ARTICLE:

En écoutant le professeur John Goddard, auteur de nombreux travaux de recherche et de livres, la question fondamentale de la position d’une université – est-elle simplement « dans » un lieu, ou véritablement « du » lieu ? – se révèle d’une complexité abyssale. Elle exige en effet, une définition et une évaluation précises de son rôle civique au cœur d’un contexte en perpétuelle évolution. Pour saisir cette dynamique, un regard sur l’histoire britannique se montre particulièrement éclairant.
Des racines locales à la centralisation : l’évolution du rôle universitaire
Au XIXè siècle, le Royaume-Uni fut le témoin de l’éclosion de proto-universités, financées par les communautés locales, dans des cités industrielles florissantes telles que Newcastle, Sheffield ou Birmingham. Leur mission était ancrée dans les besoins immédiats : à Newcastle, l’ingénierie et la science soutenaient l’industrie minière, tandis que la médecine veillait à la santé de la main-d’œuvre. Ces institutions ne se contentaient pas d’un rôle technique ; elles stimulaient un dialogue public ardent sur l’avenir de la science et de la société. Ces universités, dites « red brick », furent un vivier de débats intellectuels vibrants au sein des villes provinciales.

CONSIGNE 1:
D'après l'article sur le rôle des universités, dans quelles cités industrielles britanniques des proto-universités sont-elles apparues au XIXe siècle ?
CONSIGNE 2:
Résumez en deux phrases l'article sur le rôle des universités.
CONSIGNE 3:
Dans l'article sur le rôle des universités, reformulez sous forme de liste le paragraphe qui commence par « Au XIXè siècle » en conservant ses faits principaux.

ENSEMBLE DES LIGNES:

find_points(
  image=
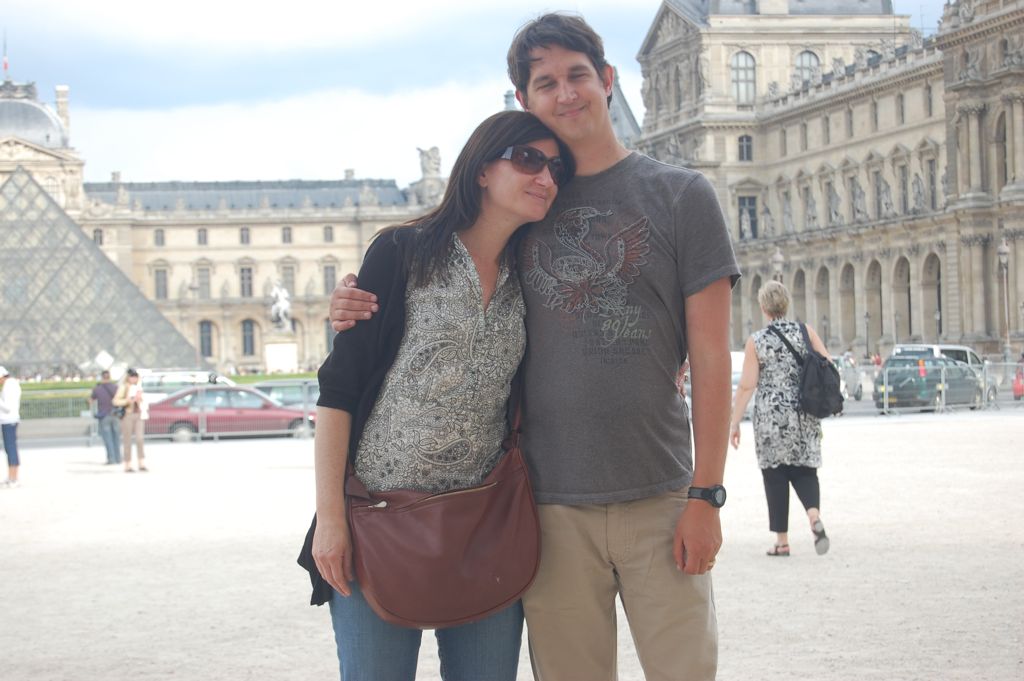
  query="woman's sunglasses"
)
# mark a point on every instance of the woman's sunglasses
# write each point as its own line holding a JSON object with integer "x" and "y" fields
{"x": 529, "y": 161}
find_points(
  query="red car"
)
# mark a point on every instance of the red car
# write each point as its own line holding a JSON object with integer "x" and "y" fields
{"x": 217, "y": 411}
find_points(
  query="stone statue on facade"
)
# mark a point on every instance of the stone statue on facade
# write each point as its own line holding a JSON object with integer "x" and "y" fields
{"x": 886, "y": 201}
{"x": 859, "y": 202}
{"x": 787, "y": 224}
{"x": 918, "y": 192}
{"x": 811, "y": 212}
{"x": 430, "y": 162}
{"x": 835, "y": 207}
{"x": 860, "y": 58}
{"x": 767, "y": 221}
{"x": 972, "y": 65}
{"x": 281, "y": 307}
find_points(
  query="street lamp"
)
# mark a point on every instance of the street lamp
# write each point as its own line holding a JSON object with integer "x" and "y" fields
{"x": 1004, "y": 254}
{"x": 776, "y": 265}
{"x": 867, "y": 334}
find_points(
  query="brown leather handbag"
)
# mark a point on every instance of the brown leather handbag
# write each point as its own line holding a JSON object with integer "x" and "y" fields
{"x": 432, "y": 560}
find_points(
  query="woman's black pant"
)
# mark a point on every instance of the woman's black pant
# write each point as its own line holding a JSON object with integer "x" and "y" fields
{"x": 777, "y": 481}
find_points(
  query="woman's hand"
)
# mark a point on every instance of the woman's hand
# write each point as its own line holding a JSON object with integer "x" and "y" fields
{"x": 734, "y": 435}
{"x": 333, "y": 553}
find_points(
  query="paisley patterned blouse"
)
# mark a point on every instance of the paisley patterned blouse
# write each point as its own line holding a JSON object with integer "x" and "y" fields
{"x": 439, "y": 420}
{"x": 782, "y": 434}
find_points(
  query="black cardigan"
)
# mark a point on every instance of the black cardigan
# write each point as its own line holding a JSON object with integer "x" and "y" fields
{"x": 351, "y": 377}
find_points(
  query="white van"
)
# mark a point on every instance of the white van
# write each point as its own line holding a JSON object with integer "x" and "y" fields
{"x": 158, "y": 384}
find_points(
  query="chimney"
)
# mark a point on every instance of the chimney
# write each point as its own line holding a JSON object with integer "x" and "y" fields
{"x": 62, "y": 112}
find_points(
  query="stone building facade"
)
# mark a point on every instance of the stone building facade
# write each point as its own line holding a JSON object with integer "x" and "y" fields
{"x": 876, "y": 173}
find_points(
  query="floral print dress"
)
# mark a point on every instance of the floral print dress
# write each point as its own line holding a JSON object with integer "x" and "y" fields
{"x": 782, "y": 434}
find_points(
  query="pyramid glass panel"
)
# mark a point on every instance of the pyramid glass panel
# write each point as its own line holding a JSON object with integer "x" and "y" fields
{"x": 61, "y": 299}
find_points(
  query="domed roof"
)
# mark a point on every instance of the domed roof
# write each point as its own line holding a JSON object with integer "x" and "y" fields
{"x": 32, "y": 122}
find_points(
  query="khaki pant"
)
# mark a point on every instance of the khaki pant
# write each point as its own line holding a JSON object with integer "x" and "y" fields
{"x": 591, "y": 553}
{"x": 132, "y": 425}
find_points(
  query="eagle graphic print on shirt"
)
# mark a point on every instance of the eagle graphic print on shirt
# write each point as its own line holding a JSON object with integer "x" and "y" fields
{"x": 587, "y": 273}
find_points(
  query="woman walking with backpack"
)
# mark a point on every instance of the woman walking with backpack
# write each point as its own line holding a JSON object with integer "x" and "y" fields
{"x": 786, "y": 439}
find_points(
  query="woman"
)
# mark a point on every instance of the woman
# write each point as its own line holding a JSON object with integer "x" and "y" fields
{"x": 129, "y": 395}
{"x": 786, "y": 440}
{"x": 418, "y": 394}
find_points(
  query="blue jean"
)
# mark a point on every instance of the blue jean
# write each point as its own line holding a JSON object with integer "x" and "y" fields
{"x": 10, "y": 442}
{"x": 110, "y": 430}
{"x": 371, "y": 649}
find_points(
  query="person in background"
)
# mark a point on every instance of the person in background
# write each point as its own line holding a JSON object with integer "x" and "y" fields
{"x": 110, "y": 423}
{"x": 787, "y": 441}
{"x": 129, "y": 395}
{"x": 10, "y": 415}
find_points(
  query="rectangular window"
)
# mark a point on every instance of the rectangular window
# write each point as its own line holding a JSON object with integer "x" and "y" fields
{"x": 933, "y": 185}
{"x": 203, "y": 282}
{"x": 749, "y": 206}
{"x": 330, "y": 279}
{"x": 246, "y": 282}
{"x": 160, "y": 284}
{"x": 877, "y": 181}
{"x": 904, "y": 190}
{"x": 288, "y": 279}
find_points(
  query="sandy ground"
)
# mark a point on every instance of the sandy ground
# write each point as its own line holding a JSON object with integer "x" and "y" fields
{"x": 188, "y": 571}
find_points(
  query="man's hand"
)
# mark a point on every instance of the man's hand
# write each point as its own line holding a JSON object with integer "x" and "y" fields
{"x": 698, "y": 537}
{"x": 349, "y": 304}
{"x": 333, "y": 553}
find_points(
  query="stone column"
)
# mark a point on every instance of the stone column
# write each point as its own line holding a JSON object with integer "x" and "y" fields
{"x": 1016, "y": 102}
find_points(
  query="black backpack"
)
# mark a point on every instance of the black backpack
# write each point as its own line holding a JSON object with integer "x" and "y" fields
{"x": 819, "y": 385}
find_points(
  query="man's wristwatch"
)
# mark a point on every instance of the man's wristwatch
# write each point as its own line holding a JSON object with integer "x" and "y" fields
{"x": 714, "y": 495}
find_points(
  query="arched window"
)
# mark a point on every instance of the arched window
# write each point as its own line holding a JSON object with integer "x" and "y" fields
{"x": 745, "y": 147}
{"x": 1001, "y": 170}
{"x": 206, "y": 338}
{"x": 807, "y": 61}
{"x": 248, "y": 338}
{"x": 743, "y": 78}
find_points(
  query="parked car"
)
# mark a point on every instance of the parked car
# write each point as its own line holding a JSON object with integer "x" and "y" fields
{"x": 224, "y": 411}
{"x": 291, "y": 392}
{"x": 159, "y": 383}
{"x": 958, "y": 353}
{"x": 928, "y": 382}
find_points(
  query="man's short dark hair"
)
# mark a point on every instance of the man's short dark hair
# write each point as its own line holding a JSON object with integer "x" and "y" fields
{"x": 566, "y": 31}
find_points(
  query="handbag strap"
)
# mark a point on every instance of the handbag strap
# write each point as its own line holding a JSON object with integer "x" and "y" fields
{"x": 781, "y": 337}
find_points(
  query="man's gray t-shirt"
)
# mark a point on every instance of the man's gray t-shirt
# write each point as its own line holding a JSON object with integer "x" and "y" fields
{"x": 604, "y": 277}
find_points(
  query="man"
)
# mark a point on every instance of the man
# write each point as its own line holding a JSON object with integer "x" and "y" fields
{"x": 10, "y": 415}
{"x": 627, "y": 278}
{"x": 110, "y": 424}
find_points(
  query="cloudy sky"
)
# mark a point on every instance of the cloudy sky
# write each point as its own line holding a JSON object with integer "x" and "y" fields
{"x": 206, "y": 90}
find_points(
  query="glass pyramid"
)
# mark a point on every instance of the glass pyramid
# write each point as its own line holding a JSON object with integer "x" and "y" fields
{"x": 61, "y": 299}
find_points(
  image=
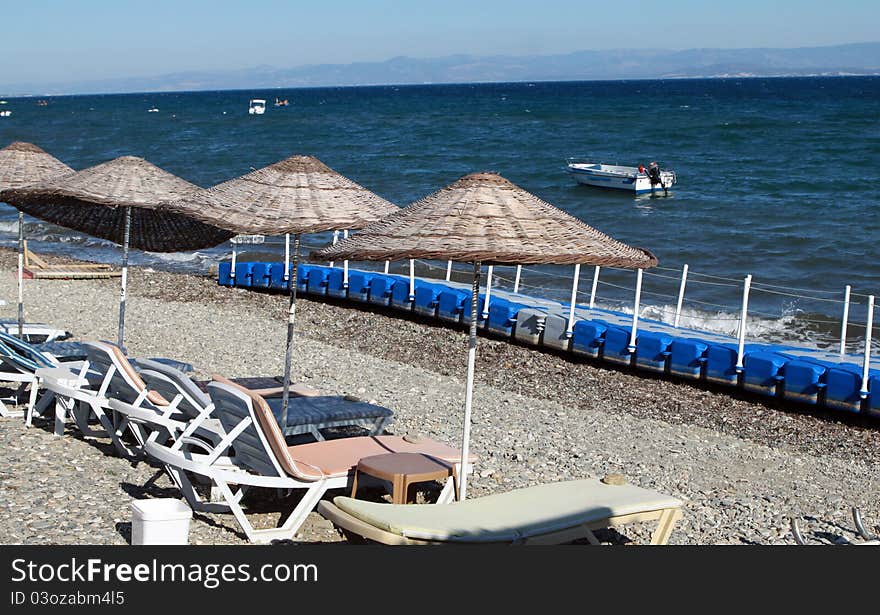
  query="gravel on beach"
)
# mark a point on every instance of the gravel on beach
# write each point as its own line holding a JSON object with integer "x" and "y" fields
{"x": 741, "y": 466}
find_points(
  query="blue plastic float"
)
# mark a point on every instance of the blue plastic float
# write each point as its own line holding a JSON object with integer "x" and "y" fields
{"x": 768, "y": 369}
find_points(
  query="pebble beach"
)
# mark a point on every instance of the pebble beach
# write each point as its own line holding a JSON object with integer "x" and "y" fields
{"x": 741, "y": 467}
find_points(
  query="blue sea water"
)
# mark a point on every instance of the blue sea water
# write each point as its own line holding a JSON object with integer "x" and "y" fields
{"x": 776, "y": 177}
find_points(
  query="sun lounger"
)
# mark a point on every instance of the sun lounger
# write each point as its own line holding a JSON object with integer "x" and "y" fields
{"x": 263, "y": 459}
{"x": 32, "y": 332}
{"x": 20, "y": 360}
{"x": 546, "y": 514}
{"x": 309, "y": 410}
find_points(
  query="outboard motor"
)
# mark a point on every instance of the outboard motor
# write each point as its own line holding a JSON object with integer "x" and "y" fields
{"x": 654, "y": 176}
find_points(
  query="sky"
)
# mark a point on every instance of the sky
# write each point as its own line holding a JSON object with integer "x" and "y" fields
{"x": 55, "y": 41}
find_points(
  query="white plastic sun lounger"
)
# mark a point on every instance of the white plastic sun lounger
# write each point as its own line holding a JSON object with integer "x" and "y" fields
{"x": 111, "y": 375}
{"x": 263, "y": 459}
{"x": 310, "y": 410}
{"x": 553, "y": 513}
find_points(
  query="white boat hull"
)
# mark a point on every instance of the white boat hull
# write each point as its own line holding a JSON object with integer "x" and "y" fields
{"x": 618, "y": 178}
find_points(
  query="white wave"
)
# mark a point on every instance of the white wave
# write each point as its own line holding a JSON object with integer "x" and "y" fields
{"x": 724, "y": 323}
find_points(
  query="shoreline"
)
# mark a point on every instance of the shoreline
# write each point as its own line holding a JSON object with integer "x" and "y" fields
{"x": 741, "y": 466}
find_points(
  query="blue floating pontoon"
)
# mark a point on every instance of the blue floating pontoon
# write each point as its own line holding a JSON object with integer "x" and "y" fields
{"x": 450, "y": 304}
{"x": 400, "y": 297}
{"x": 380, "y": 289}
{"x": 359, "y": 285}
{"x": 721, "y": 364}
{"x": 687, "y": 356}
{"x": 587, "y": 338}
{"x": 336, "y": 286}
{"x": 616, "y": 346}
{"x": 260, "y": 275}
{"x": 843, "y": 383}
{"x": 316, "y": 282}
{"x": 803, "y": 380}
{"x": 243, "y": 274}
{"x": 502, "y": 316}
{"x": 763, "y": 372}
{"x": 426, "y": 301}
{"x": 796, "y": 374}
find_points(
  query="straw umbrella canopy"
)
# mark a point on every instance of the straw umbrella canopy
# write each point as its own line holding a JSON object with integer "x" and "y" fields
{"x": 484, "y": 218}
{"x": 122, "y": 200}
{"x": 296, "y": 195}
{"x": 22, "y": 164}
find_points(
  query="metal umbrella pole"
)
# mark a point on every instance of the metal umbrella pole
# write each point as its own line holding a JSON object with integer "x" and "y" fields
{"x": 291, "y": 317}
{"x": 21, "y": 274}
{"x": 127, "y": 237}
{"x": 469, "y": 392}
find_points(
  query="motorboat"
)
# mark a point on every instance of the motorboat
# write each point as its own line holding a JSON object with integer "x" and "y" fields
{"x": 638, "y": 180}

RÉPONSE COMPLÈTE 1:
Newcastle, Sheffield et Birmingham.

RÉPONSE COMPLÈTE 2:
Savoir si une université est simplement « dans » un lieu ou véritablement « du » lieu est une question d'une grande complexité, qui exige de définir et d'évaluer précisément son rôle civique dans un contexte en perpétuelle évolution. L'histoire britannique l'éclaire : au XIXe siècle, des proto-universités financées par les communautés locales sont nées dans des cités industrielles comme Newcastle, Sheffield ou Birmingham, où elles répondaient aux besoins immédiats et animaient un vif débat public sur la science et la société.

RÉPONSE COMPLÈTE 3:
- Au XIXe siècle, des proto-universités financées par les communautés locales apparaissent au Royaume-Uni, dans des cités industrielles comme Newcastle, Sheffield ou Birmingham.
- Leur mission répond aux besoins immédiats : à Newcastle, l'ingénierie et la science soutiennent l'industrie minière, et la médecine veille à la santé de la main-d'œuvre.
- Leur rôle ne se limite pas à la technique : elles stimulent un dialogue public sur l'avenir de la science et de la société.
- Ces universités « red brick » sont un vivier de débats intellectuels dans les villes provinciales.